» **Task directions**
Report every line of the data where the string "hair" appears.

» **Referring expression data**

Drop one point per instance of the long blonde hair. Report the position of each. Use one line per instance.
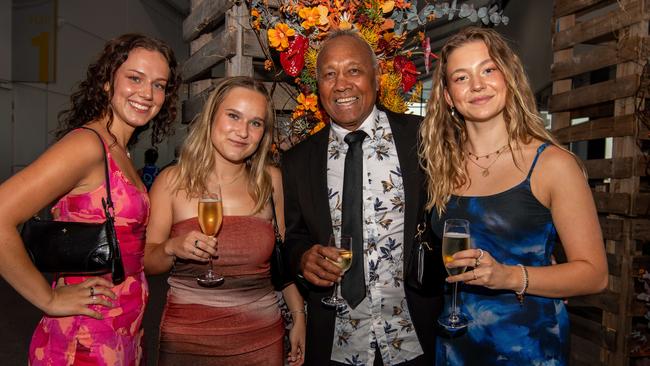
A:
(443, 133)
(196, 161)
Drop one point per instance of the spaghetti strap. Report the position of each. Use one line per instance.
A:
(539, 151)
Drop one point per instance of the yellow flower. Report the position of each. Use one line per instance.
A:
(279, 36)
(311, 17)
(344, 22)
(388, 6)
(310, 61)
(309, 102)
(319, 126)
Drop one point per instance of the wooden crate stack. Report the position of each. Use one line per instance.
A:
(222, 44)
(600, 50)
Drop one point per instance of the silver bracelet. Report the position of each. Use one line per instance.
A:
(520, 294)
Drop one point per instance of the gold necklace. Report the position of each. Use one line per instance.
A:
(486, 169)
(487, 156)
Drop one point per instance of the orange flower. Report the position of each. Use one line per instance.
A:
(279, 36)
(308, 103)
(311, 17)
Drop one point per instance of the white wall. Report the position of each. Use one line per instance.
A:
(28, 111)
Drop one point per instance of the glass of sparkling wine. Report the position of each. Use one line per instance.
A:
(344, 245)
(210, 218)
(454, 239)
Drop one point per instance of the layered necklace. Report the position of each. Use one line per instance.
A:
(485, 170)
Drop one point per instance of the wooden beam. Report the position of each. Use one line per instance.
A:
(617, 168)
(204, 16)
(634, 12)
(613, 264)
(594, 332)
(622, 87)
(600, 56)
(566, 7)
(642, 201)
(216, 50)
(640, 229)
(615, 203)
(612, 228)
(192, 106)
(606, 300)
(252, 45)
(597, 129)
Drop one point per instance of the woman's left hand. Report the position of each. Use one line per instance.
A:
(296, 356)
(485, 270)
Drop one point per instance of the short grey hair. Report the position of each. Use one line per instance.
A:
(353, 33)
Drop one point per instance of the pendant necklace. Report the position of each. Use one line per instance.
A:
(485, 170)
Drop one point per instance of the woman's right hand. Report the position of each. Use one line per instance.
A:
(194, 246)
(77, 299)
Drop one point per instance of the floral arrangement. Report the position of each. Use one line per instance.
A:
(295, 29)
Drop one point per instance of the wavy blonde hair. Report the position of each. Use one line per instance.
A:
(196, 159)
(444, 134)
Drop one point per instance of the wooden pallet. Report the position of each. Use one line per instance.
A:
(600, 47)
(221, 45)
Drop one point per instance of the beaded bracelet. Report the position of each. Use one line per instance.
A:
(520, 294)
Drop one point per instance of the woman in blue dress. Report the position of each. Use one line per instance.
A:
(489, 160)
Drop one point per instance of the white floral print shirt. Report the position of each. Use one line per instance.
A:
(382, 319)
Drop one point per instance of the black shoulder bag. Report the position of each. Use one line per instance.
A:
(279, 276)
(76, 248)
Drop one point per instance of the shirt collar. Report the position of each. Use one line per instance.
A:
(368, 126)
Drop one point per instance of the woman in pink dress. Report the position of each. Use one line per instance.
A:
(88, 320)
(238, 322)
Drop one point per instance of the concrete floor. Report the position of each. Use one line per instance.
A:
(19, 318)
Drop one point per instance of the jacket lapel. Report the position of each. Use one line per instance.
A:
(404, 134)
(318, 183)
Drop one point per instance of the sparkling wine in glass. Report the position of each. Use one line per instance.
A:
(210, 218)
(454, 239)
(344, 246)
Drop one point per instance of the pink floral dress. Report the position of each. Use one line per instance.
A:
(115, 339)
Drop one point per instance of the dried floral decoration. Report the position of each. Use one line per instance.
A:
(297, 27)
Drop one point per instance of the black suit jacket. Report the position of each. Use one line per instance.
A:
(308, 221)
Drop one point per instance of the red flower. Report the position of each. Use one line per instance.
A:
(407, 69)
(293, 59)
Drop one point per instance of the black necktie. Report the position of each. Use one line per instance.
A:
(353, 287)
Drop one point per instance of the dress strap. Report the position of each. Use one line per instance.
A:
(539, 151)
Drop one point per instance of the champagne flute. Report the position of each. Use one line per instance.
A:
(454, 239)
(344, 246)
(210, 218)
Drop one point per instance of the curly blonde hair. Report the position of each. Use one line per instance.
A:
(196, 159)
(443, 133)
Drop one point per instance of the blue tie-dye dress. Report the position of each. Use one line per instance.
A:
(514, 227)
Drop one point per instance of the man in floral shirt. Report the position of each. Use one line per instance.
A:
(394, 323)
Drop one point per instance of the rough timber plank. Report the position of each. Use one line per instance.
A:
(616, 203)
(204, 16)
(602, 55)
(566, 7)
(595, 332)
(634, 12)
(607, 300)
(597, 129)
(252, 45)
(622, 87)
(617, 168)
(216, 50)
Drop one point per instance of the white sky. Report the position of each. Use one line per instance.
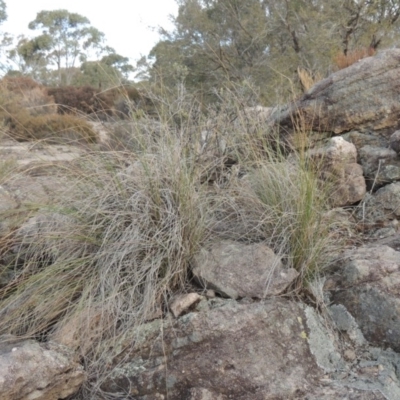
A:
(129, 25)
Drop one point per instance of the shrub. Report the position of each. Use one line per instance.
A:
(51, 128)
(86, 100)
(119, 242)
(342, 60)
(29, 94)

» **The completed task**
Drop one point per instance of the long blonde hair. Report the position of each. Use one line per instance.
Drop one point per instance of the short grey hair. Report the position of each. Use one line per instance.
Drop one point per instance of the wavy blonde hair. Report the position of each. Use one line per instance.
Drop one point per instance of the curly blonde hair. Report the position of each. Use one line per instance.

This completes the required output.